**Job**
Copy the entries below word for word, starting with the line that contains "Every instance of the pile" and continuing through the last line of the entries, both ends included.

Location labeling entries
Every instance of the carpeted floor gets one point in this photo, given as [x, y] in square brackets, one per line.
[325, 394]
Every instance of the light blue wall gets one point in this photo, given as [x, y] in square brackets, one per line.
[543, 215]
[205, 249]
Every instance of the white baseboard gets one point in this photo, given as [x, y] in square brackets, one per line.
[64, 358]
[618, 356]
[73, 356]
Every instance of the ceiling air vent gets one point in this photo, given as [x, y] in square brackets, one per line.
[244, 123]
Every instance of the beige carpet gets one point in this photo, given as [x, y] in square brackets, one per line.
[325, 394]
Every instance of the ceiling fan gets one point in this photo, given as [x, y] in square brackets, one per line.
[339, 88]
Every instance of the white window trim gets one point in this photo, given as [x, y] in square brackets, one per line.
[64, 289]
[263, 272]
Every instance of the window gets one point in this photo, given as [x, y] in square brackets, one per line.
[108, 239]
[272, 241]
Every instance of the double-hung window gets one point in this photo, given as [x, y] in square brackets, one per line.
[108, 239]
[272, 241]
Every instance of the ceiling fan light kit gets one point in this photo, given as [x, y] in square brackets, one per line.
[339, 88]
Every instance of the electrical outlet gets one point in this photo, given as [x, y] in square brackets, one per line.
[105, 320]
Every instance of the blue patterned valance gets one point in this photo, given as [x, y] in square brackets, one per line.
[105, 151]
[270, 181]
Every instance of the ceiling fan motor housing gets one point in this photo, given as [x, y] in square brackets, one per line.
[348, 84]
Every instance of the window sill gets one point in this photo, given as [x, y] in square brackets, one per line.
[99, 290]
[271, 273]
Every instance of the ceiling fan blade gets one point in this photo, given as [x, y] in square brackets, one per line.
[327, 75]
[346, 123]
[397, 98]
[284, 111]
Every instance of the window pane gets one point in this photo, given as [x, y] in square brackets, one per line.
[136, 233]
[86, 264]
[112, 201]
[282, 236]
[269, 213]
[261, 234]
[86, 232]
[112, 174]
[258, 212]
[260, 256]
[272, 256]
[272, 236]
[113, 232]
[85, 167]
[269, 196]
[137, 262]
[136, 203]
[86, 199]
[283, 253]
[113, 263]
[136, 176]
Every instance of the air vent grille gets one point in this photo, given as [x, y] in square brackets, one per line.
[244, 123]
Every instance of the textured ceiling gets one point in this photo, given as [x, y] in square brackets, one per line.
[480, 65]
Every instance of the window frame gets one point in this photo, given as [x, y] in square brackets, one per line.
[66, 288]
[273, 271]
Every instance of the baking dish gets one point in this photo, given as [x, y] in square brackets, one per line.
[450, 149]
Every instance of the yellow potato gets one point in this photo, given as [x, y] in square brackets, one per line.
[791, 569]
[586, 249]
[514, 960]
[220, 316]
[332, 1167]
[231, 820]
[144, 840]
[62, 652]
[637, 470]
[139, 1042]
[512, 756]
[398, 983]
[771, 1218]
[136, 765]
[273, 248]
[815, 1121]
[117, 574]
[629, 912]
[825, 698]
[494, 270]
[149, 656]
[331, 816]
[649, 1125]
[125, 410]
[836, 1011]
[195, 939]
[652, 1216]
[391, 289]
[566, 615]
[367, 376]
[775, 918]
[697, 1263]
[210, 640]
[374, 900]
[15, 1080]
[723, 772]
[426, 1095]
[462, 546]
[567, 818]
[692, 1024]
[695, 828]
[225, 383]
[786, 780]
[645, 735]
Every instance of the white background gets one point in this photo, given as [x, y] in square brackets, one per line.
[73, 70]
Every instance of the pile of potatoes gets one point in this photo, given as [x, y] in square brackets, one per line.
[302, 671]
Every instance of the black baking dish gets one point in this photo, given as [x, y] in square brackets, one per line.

**Expected output**
Every instance of the pile of potatoes gets one point in this photo, given as [x, y] in square brackets, one per line.
[302, 671]
Every instance of the black baking dish gets one point in this photo, given as [x, y] in square brackets, one per line.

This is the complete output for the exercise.